▸ **TASK DESCRIPTION**
Where the line with "positive clicks: (1072, 288)" appears below, start writing out lines exactly, and finish with the line with "negative clicks: (1108, 365) (981, 287)", which is included; write out nothing else.

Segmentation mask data
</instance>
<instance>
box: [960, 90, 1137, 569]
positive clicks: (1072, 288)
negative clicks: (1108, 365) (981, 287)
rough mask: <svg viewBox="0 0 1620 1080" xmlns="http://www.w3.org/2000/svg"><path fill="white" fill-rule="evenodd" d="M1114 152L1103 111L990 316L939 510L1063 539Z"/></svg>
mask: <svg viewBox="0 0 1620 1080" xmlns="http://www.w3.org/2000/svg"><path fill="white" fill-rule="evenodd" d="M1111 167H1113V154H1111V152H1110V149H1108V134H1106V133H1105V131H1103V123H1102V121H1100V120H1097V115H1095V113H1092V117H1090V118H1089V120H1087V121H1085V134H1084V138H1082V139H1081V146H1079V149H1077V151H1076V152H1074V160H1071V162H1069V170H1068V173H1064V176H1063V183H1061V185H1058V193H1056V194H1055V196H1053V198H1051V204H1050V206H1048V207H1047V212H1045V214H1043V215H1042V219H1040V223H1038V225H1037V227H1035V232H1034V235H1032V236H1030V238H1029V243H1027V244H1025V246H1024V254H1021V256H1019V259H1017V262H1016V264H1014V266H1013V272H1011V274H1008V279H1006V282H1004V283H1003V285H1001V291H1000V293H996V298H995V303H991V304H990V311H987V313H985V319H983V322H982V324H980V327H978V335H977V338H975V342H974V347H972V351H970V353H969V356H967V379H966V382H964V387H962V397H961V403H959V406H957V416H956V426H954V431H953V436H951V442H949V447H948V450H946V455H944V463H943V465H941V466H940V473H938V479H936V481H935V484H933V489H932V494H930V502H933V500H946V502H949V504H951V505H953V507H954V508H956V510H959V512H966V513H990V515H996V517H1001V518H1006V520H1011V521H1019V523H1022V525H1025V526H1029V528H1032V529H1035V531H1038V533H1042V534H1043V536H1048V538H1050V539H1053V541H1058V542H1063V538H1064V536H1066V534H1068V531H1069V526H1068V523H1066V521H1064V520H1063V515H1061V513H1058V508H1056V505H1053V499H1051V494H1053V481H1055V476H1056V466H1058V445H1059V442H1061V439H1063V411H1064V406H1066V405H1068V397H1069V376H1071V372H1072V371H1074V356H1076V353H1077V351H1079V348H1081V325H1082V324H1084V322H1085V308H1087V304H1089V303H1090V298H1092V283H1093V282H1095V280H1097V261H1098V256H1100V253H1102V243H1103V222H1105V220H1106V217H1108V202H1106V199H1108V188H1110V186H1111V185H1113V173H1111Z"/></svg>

▸ **FINAL ANSWER**
positive clicks: (1072, 288)
negative clicks: (1108, 365) (981, 287)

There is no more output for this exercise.